REQUIREMENT A | According to the email message about Exchange 2003 below, how long was the delay between the telnet connection to port 25 and the Exchange server's 220 banner?

RE: Exhange 2003

From: John Swope (johns@akorn.net)
Date: Thu Mar 04 2004 - 00:08:49 EST


All,

I work for an enterprise email security company and saw something rather
odd just the other day and this might be related.

I was troubleshooting a customer's mail environment, they were an Exchange
shop and our appliance is Unix based. I was noticing a 5 second delay
between when I telnetted to port 25 and when the Exchange server actually
presented it's 220 banner.

Odd, hosts were connected via 100 Base-T, exchange server was not
overloaded. No lost packets. What gives...

Ran tcpdump -X -s1600 host exchange.customer.com

Notice, no restriction on ports or types of traffic just on host...

I noticed the Exchange server was performing 3 NBT broadcasts to try to
resolve the LMHOST name of my box. Naturally it did not work because I'm a
Unix box not running Samba.

RECORDS SUPPLIED |
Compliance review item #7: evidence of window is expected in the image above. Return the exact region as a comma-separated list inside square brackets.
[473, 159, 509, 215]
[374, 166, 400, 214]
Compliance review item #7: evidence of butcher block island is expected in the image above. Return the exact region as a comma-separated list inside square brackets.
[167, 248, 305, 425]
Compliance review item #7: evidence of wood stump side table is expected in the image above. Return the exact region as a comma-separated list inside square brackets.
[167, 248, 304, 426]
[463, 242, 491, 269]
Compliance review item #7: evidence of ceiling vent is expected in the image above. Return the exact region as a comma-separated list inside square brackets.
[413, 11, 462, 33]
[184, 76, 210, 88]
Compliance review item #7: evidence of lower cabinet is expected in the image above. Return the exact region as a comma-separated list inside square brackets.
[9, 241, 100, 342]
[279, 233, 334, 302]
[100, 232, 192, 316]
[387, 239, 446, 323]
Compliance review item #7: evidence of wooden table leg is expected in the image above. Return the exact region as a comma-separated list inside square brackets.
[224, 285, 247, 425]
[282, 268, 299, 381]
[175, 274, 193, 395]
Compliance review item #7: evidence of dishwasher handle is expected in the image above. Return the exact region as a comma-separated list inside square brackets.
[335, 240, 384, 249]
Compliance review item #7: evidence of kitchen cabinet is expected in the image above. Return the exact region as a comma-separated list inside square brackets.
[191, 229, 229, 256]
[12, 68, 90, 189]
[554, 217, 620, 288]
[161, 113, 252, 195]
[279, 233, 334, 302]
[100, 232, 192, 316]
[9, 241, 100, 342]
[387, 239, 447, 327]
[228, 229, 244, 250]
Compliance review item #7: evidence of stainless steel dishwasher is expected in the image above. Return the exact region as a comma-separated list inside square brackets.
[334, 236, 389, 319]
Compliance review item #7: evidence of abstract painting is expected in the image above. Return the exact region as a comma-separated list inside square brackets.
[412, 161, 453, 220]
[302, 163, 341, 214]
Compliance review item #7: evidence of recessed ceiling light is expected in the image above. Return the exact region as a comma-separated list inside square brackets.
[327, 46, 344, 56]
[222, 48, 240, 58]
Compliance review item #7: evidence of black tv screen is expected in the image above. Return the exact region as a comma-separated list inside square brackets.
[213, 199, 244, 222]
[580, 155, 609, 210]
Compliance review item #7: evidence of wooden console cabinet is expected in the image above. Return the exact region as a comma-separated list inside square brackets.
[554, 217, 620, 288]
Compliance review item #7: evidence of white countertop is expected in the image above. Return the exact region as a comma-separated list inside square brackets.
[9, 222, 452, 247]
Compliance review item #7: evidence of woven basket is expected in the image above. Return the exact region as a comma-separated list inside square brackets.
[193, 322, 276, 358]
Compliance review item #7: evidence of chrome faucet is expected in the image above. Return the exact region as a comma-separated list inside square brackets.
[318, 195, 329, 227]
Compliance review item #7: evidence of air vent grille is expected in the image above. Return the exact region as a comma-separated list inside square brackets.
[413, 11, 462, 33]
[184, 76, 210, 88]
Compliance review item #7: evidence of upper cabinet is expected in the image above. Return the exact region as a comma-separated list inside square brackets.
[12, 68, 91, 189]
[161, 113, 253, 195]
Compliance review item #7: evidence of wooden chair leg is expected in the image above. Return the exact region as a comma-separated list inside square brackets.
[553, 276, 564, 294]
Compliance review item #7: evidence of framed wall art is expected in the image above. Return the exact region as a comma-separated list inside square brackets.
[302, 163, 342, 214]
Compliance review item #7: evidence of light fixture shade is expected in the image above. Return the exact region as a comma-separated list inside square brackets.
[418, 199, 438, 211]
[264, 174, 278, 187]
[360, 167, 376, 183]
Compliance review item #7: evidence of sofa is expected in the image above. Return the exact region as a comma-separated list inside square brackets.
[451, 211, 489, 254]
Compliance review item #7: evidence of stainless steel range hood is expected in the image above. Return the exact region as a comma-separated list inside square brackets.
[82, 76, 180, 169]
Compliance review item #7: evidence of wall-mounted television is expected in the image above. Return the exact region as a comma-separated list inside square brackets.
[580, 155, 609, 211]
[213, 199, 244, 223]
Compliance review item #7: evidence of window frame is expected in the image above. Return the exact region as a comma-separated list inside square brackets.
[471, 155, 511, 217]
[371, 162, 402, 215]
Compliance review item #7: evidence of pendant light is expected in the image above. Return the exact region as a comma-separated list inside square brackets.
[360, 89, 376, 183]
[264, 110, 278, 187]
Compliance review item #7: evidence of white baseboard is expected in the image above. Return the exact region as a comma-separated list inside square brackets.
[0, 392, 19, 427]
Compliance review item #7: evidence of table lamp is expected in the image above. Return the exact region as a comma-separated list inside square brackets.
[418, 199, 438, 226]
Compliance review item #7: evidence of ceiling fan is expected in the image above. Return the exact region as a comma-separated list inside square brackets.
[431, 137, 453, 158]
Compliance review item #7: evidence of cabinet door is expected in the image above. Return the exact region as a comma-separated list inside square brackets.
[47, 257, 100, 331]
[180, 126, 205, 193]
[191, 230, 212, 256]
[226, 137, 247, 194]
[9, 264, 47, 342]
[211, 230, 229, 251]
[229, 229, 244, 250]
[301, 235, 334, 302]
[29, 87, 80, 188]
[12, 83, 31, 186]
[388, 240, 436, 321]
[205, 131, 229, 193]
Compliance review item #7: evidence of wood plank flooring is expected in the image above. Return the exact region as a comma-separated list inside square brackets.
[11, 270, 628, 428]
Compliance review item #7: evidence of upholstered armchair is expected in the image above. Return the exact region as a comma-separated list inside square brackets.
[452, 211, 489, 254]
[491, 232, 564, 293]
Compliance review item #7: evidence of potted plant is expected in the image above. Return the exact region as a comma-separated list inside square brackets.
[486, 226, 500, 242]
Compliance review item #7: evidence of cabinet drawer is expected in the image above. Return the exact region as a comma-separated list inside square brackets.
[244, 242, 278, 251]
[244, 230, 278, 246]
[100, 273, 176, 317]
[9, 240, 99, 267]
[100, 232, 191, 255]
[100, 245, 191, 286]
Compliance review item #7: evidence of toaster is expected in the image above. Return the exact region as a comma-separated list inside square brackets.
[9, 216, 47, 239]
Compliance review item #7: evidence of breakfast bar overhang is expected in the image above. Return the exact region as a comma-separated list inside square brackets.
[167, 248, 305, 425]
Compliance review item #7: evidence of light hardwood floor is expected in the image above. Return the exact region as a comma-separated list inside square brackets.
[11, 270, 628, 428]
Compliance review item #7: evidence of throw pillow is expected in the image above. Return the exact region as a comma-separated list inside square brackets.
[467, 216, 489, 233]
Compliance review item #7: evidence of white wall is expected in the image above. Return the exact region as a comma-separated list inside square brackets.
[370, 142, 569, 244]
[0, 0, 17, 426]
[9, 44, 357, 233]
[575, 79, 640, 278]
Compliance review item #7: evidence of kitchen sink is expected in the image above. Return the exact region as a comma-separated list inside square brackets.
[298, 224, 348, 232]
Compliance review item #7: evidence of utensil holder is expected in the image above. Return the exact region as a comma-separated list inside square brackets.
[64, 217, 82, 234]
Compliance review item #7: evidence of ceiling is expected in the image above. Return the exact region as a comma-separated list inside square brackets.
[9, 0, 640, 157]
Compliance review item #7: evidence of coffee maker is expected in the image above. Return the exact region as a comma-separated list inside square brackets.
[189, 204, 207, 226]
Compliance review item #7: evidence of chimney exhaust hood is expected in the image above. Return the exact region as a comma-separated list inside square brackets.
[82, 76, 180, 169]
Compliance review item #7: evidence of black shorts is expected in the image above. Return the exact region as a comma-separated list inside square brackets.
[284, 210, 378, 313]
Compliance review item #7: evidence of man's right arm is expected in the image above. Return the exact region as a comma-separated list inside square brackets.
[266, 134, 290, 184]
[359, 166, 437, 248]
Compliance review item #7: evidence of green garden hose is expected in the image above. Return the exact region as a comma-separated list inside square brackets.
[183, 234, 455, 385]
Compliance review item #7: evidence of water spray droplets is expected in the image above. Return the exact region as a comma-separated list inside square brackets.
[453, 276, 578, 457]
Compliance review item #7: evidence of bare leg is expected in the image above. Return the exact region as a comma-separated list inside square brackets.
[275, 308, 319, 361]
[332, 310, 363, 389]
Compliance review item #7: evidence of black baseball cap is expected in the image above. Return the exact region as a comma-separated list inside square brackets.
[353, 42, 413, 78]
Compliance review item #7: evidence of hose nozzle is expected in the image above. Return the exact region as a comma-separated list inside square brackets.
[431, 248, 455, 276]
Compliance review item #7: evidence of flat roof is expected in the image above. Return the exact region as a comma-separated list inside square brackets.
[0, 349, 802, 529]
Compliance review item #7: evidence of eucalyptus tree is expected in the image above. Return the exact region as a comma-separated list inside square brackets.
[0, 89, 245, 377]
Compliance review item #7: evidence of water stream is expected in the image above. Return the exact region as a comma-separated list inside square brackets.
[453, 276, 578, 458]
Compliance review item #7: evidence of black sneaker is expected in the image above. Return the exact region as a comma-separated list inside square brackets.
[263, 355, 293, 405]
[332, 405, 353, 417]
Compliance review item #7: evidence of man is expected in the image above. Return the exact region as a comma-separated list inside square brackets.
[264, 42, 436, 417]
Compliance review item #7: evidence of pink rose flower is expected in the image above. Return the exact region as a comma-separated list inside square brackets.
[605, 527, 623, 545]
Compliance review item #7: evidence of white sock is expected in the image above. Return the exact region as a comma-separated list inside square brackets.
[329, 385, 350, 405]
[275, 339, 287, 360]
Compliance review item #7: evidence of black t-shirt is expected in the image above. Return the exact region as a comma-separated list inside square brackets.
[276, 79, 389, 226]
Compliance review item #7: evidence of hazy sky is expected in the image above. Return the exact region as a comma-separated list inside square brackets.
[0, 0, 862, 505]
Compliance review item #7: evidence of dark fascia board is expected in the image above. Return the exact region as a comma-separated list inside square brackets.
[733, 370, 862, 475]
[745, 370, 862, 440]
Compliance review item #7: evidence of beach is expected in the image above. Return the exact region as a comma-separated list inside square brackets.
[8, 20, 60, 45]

REQUIREMENT B | Rewrite the rows that begin at the line containing "Compliance review item #7: evidence of man is" and end after the line containing "[0, 0, 862, 505]", replacing "pink rose flower" with "red rose flower" and leaving everything else unchanged.

RIGHT ANSWER A | 5 seconds.

RIGHT ANSWER B |
Compliance review item #7: evidence of man is expected in the image above. Return the exact region as a comma-separated list inside square brackets.
[264, 42, 436, 417]
Compliance review item #7: evidence of red rose flower is expected in the image above. Return the exact region as a comma-separated list inside square brackets.
[605, 527, 623, 545]
Compliance review item #7: evidence of white sock is expected in the image above. Return the exact region as a comma-separated list inside square brackets.
[329, 385, 350, 405]
[275, 339, 287, 360]
Compliance review item #7: evidence of black t-shirt is expected in the image above. Return the exact region as a comma-separated list inside square brackets.
[276, 79, 389, 226]
Compliance review item #7: evidence of hazy sky is expected in the image above. Return the exact region as a comma-separated list inside square brackets.
[0, 0, 862, 505]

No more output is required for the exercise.